BEGIN Excerpted passage

A new mathematical model could cure the potential to underestimate how quickly diseases spread.
Its creators discovered that current predictive models may miss the influence of a critical aspect of the social behavior of individuals.
In contrast to the current models—which generally assume a constant rate of spread—the new model takes into account the propensity for individual social interactions to alternate between periods of latency and “bursty” episodes of intense activity.
In a globally connected world, burstiness can ignite the wildfire-like spread of disease, fueled by a social feedback loop in which individuals who are active in generating connections with others tend to further increase their activity. Scientists refer to this phenomenon as “self-excitement.”
“Human social behavior is often prone to self-excitement: The more we are active, the more we receive attention and gratification, which, in turn, bolsters our activity,” explains coauthor Maurizio Porfiri, a professor of mechanical and aerospace engineering as well as biomedical engineering at the New York University Tandon School of Engineering.
Coauthors are Alessandro Rizzo, a visiting professor at NYU Tandon and an associate professor of control engineering at Politecnico di Torino, Italy and Lorenzo Zino, a visiting student at NYU Tandon and a Politecnico doctoral student. Their new model appears in the Journal on Applied Dynamical Systems.
When diseases strike, epidemiologists, health care providers, policymakers, and scientists use predictive models to track and forecast how epidemics are likely to infiltrate populations. Those fighting recent outbreaks of Ebola, measles, the mumps, and tuberculosis all rely on predictive models to prescribe methods to halt the spread.
In the paper, the researchers developed a time-varying network model incorporating burstiness, then simplified the model by use of a mathematical maneuver called Hawkes processes, which rely on just two parameters and are capable of reproducing highly complex phenomena observed in empirical data, such as burstiness and clustering.
Porfiri explains that the new research is a compelling step in developing mathematical models that are able to describe and predict all kinds of social dynamics.
“Most of the existing literature assumes that epidemics spread either much faster or much slower than the speed at which individuals build social connections,” he says. “This is seldom true, as people can travel any distance in a few hours, effectively spreading many pathogens.”

END Excerpted passage
BEGIN Information given

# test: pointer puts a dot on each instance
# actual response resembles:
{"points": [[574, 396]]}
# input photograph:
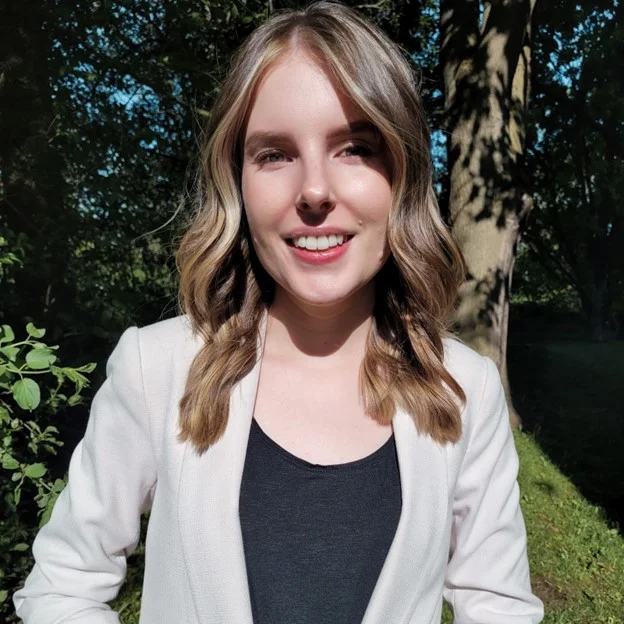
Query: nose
{"points": [[315, 194]]}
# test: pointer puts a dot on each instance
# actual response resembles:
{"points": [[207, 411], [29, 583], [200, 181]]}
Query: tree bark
{"points": [[485, 61]]}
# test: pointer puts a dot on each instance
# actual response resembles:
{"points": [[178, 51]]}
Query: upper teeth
{"points": [[319, 242]]}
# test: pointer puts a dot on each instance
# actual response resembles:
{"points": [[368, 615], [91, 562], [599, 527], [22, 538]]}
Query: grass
{"points": [[571, 480]]}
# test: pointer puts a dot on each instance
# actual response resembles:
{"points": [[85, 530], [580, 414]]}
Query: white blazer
{"points": [[460, 535]]}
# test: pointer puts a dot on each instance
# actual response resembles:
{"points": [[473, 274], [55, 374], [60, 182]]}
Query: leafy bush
{"points": [[33, 388]]}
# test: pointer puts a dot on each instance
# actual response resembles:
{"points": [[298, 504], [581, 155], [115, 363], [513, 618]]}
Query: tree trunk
{"points": [[485, 62]]}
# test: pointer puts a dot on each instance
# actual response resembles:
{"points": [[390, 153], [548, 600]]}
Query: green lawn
{"points": [[571, 480]]}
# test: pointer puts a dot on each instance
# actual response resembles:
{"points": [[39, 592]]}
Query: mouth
{"points": [[319, 243]]}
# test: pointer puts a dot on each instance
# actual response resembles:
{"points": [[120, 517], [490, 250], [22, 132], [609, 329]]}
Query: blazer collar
{"points": [[211, 536]]}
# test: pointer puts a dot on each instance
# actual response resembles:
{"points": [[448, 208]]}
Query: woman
{"points": [[313, 444]]}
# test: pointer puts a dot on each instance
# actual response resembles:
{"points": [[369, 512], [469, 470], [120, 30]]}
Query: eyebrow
{"points": [[261, 138]]}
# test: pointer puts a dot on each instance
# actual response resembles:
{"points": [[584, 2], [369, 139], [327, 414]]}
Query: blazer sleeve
{"points": [[80, 554], [487, 578]]}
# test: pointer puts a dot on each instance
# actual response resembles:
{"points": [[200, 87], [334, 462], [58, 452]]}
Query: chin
{"points": [[322, 296]]}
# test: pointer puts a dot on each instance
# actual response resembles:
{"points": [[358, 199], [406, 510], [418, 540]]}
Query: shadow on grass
{"points": [[569, 394]]}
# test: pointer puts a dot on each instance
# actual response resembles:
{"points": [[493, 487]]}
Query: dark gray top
{"points": [[315, 536]]}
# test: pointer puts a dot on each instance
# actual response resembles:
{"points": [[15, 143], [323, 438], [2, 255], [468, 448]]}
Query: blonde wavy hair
{"points": [[226, 292]]}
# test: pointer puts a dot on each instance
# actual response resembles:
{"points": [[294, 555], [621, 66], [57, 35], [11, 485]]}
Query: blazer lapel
{"points": [[419, 534], [208, 503]]}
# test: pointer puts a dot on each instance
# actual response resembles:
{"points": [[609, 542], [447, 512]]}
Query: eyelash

END Information given

▸ **What the task asks**
Rewrite the passage on disease-spread modeling between "Coauthors are Alessandro" and "halt the spread.", inclusive, putting "forecasting models" in place of "predictive models". The items after the passage on disease-spread modeling are separate material, unrelated to it.

▸ **Exercise output**
Coauthors are Alessandro Rizzo, a visiting professor at NYU Tandon and an associate professor of control engineering at Politecnico di Torino, Italy and Lorenzo Zino, a visiting student at NYU Tandon and a Politecnico doctoral student. Their new model appears in the Journal on Applied Dynamical Systems.
When diseases strike, epidemiologists, health care providers, policymakers, and scientists use forecasting models to track and forecast how epidemics are likely to infiltrate populations. Those fighting recent outbreaks of Ebola, measles, the mumps, and tuberculosis all rely on forecasting models to prescribe methods to halt the spread.